#### [EXCERPT PROVIDED]
§ §
3.1.1. Vector Parallel to the Plates

The space-like four-vector $u^{\mu }$ can be in three different directions, parallel to the plates, $u^{\mu }=(0,1,0,0)$ and $u^{\mu }=(0,0,1,0)$, and perpendicular to the plates, $u^{\mu }=(0,0,0,1)$. The dispersion relations associated with the first two vectors are the same. Thereby, here in this subsection, we will consider a parallel vector as being,

$$\begin{array}{c}\hfill u^{\mu }=(0,1,0,0).\end{array}$$

(11)

The corresponding dispersion relation is

$$\begin{array}{c}\hfill {\omega }_{\mathbf{k},n}^2=k_x^2+k_y^2+l^{2(ϵ-1)}{(-1)}^{ϵ}{k}_x^{2ϵ}+{\left(\frac{n\pi }{a}\right)}^2+m^2.\end{array}$$

(12)

Hence, the Hamiltonian operator $\widehat{H}$, resulting from the canonical quantization, reads

$$\begin{array}{c}\hfill \widehat{H}=\frac{1}{2}\int {\mathrm{d}}^2\mathbf{k}\sum _{n=1}^{\infty }{\omega }_{\mathbf{k},n}\left[2{\widehat{a}}_{\mathbf{k},\mathbf{n}}^{†}{\widehat{a}}_{\mathbf{k},\mathbf{n}}+\frac{L^2}{{\left(2\pi \right)}^2}\right].\end{array}$$

(13)

The vacuum energy is obtained by taking the vacuum expectation value of $\widehat{H}$:

$$\begin{array}{c}\hfill E_0=\langle 0|\widehat{H}|0\rangle =\frac{L^2}{8{\pi }^2}\int {\mathrm{d}}^2\mathbf{k}\sum _{n=1}^{\infty }{\omega }_{\mathbf{k},n}.\end{array}$$

(14)
§ §
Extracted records
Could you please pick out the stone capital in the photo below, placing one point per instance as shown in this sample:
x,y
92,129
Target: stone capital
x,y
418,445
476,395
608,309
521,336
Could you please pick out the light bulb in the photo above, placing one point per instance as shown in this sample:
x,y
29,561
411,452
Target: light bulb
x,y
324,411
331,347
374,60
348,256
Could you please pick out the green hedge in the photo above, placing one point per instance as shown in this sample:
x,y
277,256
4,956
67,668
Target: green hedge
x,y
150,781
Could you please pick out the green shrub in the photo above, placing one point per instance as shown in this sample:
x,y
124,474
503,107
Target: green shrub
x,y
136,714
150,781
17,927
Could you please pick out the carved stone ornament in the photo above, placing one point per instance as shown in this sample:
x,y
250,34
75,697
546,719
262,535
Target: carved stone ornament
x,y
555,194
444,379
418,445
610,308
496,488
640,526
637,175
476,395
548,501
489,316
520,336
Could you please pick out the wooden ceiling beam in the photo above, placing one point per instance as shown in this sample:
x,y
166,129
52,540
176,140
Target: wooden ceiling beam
§ §
#### [GOAL 1]
In the excerpt on the vector parallel to the plates, how is the vacuum energy obtained?
#### [GOAL 2]
Turn the records into a numbered list, beginning at the line that contains "Could you please pick out the carved" and continuing through the end of the records.

#### [EXERCISE ANSWER 1]
It is obtained by taking the vacuum expectation value of the Hamiltonian operator $\widehat{H}$.

#### [EXERCISE ANSWER 2]
1. Could you please pick out the carved stone ornament in the photo above, placing one point per instance as shown in this sample:
2. x,y
3. 250,34
4. 75,697
5. 546,719
6. 262,535
7. Target: carved stone ornament
8. x,y
9. 555,194
10. 444,379
11. 418,445
12. 610,308
13. 496,488
14. 640,526
15. 637,175
16. 476,395
17. 548,501
18. 489,316
19. 520,336
20. Could you please pick out the wooden ceiling beam in the photo above, placing one point per instance as shown in this sample:
21. x,y
22. 166,129
23. 52,540
24. 176,140
25. Target: wooden ceiling beam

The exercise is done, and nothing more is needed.